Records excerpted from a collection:

#####

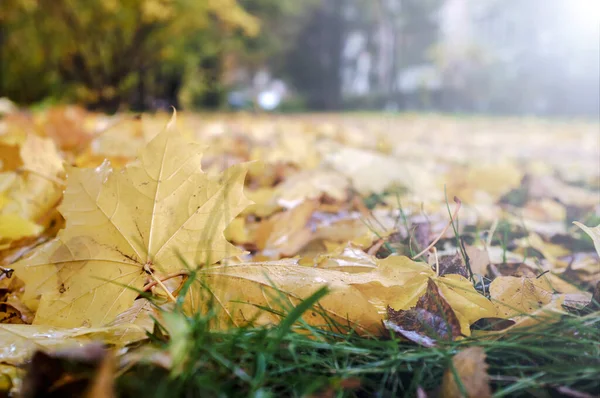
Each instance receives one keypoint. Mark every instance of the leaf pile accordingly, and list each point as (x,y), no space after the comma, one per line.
(99,214)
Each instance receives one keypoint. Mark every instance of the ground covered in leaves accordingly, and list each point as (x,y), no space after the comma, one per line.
(319,255)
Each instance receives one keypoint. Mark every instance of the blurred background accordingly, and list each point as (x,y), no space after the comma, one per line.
(521,57)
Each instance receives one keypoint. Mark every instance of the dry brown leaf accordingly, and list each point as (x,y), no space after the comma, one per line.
(431,320)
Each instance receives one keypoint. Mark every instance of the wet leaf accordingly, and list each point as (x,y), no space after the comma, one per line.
(431,320)
(123,225)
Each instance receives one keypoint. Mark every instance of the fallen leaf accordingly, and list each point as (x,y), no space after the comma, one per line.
(285,233)
(149,217)
(470,368)
(431,320)
(19,342)
(514,296)
(593,232)
(453,265)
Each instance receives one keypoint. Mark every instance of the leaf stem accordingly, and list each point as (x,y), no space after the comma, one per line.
(158,281)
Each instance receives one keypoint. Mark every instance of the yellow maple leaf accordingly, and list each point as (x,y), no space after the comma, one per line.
(242,291)
(121,226)
(13,227)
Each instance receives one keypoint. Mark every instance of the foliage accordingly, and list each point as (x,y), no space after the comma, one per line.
(101,50)
(307,279)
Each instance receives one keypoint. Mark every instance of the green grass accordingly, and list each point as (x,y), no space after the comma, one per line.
(295,359)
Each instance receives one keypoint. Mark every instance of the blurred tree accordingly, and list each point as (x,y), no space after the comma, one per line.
(314,63)
(99,51)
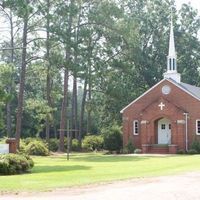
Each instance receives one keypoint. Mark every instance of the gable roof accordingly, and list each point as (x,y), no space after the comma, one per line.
(190,89)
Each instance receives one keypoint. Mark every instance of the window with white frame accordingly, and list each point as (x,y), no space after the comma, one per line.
(198,126)
(135,127)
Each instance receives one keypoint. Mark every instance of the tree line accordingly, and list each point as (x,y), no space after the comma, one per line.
(74,64)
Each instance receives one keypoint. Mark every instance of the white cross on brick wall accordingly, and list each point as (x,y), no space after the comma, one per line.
(161,105)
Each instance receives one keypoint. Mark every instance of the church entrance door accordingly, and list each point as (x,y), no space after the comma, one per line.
(164,131)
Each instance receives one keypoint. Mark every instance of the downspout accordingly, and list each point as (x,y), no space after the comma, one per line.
(186,131)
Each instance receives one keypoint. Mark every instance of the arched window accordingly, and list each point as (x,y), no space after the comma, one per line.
(174,64)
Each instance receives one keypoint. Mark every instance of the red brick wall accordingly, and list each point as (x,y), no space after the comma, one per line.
(146,108)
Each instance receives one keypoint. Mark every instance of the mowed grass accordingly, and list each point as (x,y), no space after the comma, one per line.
(56,172)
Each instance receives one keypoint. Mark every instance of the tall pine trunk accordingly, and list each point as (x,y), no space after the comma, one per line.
(74,108)
(22,83)
(48,80)
(89,101)
(82,111)
(10,88)
(63,112)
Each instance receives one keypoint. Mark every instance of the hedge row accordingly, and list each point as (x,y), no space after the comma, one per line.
(15,164)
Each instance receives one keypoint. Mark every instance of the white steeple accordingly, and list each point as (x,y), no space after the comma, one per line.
(171,58)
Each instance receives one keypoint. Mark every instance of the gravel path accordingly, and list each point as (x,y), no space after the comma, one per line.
(179,187)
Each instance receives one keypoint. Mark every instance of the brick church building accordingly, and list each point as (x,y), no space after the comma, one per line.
(166,118)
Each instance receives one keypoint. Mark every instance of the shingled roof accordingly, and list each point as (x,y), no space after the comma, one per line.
(192,89)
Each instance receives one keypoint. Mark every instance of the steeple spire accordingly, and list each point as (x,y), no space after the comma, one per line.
(172,52)
(171,58)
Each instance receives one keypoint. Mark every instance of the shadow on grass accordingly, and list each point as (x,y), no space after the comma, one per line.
(58,168)
(108,158)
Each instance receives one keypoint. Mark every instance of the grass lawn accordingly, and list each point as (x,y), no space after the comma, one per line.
(56,172)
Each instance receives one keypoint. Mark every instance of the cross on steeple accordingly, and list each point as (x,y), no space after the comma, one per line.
(171,58)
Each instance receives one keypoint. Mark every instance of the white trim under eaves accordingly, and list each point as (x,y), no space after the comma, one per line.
(142,95)
(173,82)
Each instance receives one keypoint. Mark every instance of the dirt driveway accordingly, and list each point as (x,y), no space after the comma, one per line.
(179,187)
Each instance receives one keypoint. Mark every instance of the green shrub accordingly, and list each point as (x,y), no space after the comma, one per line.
(112,138)
(138,151)
(129,148)
(38,148)
(75,145)
(29,140)
(181,151)
(53,144)
(3,140)
(92,142)
(192,151)
(196,146)
(15,164)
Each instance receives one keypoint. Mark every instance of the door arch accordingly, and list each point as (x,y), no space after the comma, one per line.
(164,131)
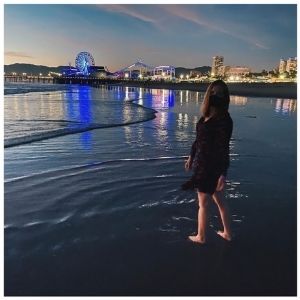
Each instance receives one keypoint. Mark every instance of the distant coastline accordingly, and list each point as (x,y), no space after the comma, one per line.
(274,90)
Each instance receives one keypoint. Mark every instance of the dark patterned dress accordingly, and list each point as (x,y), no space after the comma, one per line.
(210,152)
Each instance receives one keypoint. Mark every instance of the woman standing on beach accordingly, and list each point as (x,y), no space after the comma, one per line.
(209,158)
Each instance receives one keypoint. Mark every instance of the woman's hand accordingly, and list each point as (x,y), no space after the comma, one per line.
(221,183)
(188,164)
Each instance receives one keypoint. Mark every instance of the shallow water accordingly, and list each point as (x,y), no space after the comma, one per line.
(101,212)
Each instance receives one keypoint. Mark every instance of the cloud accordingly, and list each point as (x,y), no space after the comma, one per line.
(127,10)
(17,54)
(191,16)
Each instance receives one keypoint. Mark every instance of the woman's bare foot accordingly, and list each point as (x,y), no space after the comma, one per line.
(225,236)
(197,239)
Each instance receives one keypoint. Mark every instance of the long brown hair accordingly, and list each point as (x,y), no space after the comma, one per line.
(222,92)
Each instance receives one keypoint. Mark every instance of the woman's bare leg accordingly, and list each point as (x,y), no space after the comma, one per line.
(219,199)
(202,219)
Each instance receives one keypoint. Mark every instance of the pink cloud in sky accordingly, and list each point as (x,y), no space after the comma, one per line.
(17,54)
(189,15)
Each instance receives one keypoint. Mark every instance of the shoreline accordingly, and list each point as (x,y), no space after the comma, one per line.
(273,90)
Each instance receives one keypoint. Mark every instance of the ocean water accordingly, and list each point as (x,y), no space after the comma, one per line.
(93,204)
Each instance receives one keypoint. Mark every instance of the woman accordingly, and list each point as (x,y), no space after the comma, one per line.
(209,158)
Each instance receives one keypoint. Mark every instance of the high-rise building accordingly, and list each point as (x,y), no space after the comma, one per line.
(218,62)
(282,66)
(223,70)
(291,65)
(238,71)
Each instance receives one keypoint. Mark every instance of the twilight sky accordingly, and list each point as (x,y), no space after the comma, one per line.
(250,35)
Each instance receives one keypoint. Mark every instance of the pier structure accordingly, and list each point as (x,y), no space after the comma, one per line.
(28,78)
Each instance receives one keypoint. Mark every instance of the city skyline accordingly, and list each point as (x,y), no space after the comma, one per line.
(252,35)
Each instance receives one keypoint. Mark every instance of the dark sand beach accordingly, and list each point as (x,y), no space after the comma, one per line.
(101,212)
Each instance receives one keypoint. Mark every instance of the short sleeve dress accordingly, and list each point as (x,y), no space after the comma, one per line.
(210,152)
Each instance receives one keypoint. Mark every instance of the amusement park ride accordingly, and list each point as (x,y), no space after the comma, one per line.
(85,67)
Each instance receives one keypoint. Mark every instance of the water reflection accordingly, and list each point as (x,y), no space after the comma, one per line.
(285,106)
(238,100)
(79,108)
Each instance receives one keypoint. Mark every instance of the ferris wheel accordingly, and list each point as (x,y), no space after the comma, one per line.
(83,61)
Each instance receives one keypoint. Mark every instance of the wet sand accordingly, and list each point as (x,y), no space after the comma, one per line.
(274,90)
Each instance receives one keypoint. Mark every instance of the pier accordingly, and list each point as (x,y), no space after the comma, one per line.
(28,78)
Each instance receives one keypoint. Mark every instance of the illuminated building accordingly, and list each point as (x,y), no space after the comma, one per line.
(216,64)
(135,71)
(282,66)
(99,71)
(238,71)
(164,72)
(291,65)
(223,70)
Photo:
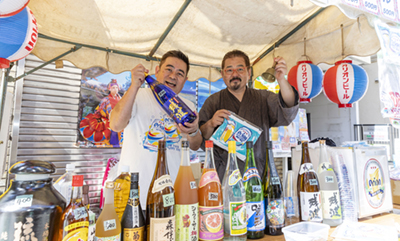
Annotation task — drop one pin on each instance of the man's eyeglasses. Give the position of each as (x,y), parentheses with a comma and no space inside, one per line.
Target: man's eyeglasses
(240,70)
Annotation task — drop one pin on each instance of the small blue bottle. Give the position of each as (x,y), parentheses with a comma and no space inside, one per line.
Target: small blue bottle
(171,102)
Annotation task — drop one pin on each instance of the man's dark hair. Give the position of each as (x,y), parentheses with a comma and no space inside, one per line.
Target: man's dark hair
(176,54)
(236,53)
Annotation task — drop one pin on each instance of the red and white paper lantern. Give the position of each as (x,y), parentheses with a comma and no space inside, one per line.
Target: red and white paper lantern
(11,7)
(307,79)
(345,83)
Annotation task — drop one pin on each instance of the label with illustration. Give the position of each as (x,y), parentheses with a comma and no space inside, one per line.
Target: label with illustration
(251,172)
(187,226)
(161,229)
(211,223)
(112,238)
(134,234)
(255,216)
(208,177)
(275,212)
(237,218)
(374,183)
(161,183)
(331,205)
(311,209)
(306,167)
(234,178)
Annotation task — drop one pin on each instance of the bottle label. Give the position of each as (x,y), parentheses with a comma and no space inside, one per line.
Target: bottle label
(256,188)
(77,234)
(168,199)
(311,206)
(110,224)
(329,179)
(174,107)
(187,222)
(161,229)
(289,204)
(306,167)
(80,213)
(313,182)
(161,183)
(275,212)
(211,223)
(235,177)
(208,177)
(213,196)
(237,218)
(135,234)
(251,172)
(111,238)
(331,205)
(255,216)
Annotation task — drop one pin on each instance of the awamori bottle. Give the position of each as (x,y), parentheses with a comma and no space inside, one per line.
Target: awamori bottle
(31,207)
(171,102)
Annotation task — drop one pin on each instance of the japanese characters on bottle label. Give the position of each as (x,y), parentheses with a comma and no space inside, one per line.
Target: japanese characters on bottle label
(255,216)
(211,223)
(311,206)
(187,222)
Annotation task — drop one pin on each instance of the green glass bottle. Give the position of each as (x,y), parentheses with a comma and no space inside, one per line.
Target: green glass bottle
(254,196)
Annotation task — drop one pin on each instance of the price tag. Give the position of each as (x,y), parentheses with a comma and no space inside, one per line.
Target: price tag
(23,200)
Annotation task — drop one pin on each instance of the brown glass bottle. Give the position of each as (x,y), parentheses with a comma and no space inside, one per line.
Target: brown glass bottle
(160,211)
(308,189)
(75,219)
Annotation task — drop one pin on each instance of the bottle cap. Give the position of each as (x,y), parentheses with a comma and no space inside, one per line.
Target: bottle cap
(231,146)
(249,144)
(70,167)
(124,168)
(77,180)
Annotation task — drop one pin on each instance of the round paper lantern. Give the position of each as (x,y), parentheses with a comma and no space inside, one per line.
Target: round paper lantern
(11,7)
(307,79)
(345,83)
(18,36)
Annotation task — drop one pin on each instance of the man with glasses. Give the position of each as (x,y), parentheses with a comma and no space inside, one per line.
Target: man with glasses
(260,107)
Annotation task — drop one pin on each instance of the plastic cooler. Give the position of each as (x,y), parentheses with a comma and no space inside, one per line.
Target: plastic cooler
(306,231)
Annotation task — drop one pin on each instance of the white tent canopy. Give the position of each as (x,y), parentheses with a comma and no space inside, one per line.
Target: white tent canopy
(142,31)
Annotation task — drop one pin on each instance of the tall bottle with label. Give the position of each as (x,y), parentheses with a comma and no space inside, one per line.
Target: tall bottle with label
(274,201)
(290,193)
(234,197)
(308,189)
(160,206)
(210,200)
(171,102)
(254,196)
(121,191)
(133,223)
(331,208)
(186,199)
(75,219)
(108,227)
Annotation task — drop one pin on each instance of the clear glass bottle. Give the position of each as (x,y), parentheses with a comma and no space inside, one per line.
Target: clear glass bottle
(290,194)
(235,225)
(308,189)
(274,201)
(331,208)
(210,200)
(254,196)
(75,219)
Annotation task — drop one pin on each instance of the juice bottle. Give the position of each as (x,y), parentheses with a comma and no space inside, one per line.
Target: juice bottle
(75,219)
(210,200)
(186,200)
(108,227)
(121,191)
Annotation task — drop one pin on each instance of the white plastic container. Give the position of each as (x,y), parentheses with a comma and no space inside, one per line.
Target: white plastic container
(306,231)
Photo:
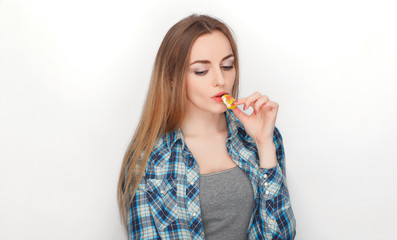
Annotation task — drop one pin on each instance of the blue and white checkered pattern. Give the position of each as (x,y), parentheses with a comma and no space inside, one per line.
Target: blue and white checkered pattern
(167,205)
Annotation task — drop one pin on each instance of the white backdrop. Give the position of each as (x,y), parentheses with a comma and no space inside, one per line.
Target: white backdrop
(74,75)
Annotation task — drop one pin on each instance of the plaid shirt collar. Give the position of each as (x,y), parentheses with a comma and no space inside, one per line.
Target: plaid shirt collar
(233,123)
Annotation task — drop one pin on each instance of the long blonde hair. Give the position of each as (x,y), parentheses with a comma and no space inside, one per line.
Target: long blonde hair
(165,102)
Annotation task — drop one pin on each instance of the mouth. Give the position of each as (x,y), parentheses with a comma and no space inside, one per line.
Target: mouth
(220,94)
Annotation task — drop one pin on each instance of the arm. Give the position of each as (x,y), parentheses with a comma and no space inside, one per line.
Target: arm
(275,206)
(140,223)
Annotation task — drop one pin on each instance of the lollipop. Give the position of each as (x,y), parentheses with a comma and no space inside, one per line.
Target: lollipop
(228,101)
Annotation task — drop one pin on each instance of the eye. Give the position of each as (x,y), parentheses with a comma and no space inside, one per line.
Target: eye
(227,68)
(201,73)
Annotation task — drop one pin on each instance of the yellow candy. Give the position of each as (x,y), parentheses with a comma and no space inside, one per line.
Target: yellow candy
(228,101)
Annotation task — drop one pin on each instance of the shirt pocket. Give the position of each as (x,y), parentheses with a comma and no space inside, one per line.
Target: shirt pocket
(161,194)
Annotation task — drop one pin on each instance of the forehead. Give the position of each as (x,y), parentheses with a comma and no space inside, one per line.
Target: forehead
(211,46)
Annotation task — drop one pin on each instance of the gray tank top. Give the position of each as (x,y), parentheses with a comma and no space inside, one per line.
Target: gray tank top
(226,202)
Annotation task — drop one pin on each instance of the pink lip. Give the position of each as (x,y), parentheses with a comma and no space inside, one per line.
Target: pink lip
(218,99)
(220,93)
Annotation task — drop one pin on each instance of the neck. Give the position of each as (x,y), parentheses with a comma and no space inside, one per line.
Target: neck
(203,124)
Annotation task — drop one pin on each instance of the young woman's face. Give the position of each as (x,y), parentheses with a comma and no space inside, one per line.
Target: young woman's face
(211,70)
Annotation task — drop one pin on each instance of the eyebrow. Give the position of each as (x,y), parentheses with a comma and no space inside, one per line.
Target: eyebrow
(207,61)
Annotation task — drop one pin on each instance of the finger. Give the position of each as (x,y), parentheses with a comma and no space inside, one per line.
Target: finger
(260,102)
(250,100)
(240,114)
(269,105)
(239,101)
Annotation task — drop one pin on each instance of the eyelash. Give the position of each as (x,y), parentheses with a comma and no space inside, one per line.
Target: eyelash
(227,68)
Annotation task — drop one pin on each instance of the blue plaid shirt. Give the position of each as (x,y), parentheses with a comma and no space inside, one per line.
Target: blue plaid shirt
(167,205)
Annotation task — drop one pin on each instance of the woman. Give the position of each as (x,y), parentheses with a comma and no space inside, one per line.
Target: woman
(195,168)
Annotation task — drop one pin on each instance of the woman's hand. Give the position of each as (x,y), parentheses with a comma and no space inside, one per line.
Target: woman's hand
(260,124)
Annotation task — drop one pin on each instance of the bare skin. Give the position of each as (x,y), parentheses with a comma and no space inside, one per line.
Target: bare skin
(211,70)
(205,126)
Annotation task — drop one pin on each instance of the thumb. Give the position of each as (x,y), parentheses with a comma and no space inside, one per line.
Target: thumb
(240,114)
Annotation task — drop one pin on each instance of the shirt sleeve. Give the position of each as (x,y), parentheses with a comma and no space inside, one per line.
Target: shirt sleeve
(140,223)
(275,206)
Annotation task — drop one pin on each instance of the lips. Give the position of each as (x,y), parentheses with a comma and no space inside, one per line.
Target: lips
(220,94)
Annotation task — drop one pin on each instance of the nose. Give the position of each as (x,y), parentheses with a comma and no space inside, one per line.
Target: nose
(219,79)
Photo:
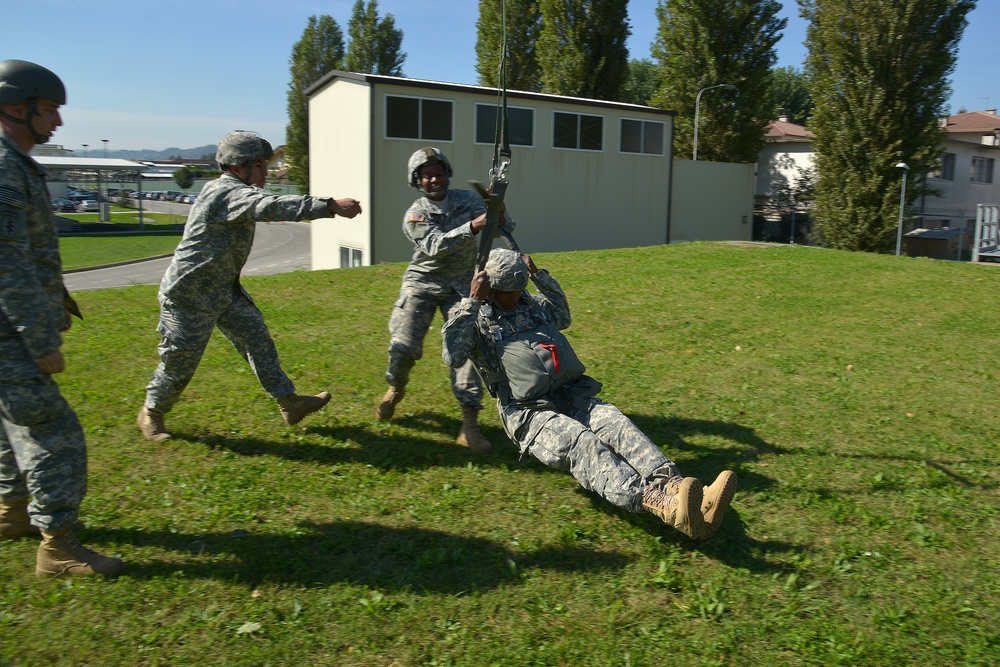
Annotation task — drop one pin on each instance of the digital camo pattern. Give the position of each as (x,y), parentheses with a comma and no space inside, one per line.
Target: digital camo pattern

#####

What is needed: In the records above, find the line containing "the shirt sleeve.", then please restate it and each line after it word for word, pictures excluded.

Output of the task:
Annotation task — drop one pin on each instance of the shirt sleeve. Give the position of each as (x,y), parentheses with a comma and no space inside, one per line.
Target: shirt sleeve
(140,223)
(275,206)
Annotation task — drop one pin on each instance of the lips. Give the position of each as (x,y), parentheses with a comma and no space inside, one per line.
Target: lips
(220,94)
Annotation task — drop one pin on each instance of the nose. Give the position of each as (x,y), parentheses with a comma and no space inside, one per line.
Target: nose
(219,79)
Photo:
Annotation task — drop one pin on each instance of the digital camo pattern. Give the position of each as (x,y), parentheses with a comma and no space inside, one per line.
Target: digital camo pattern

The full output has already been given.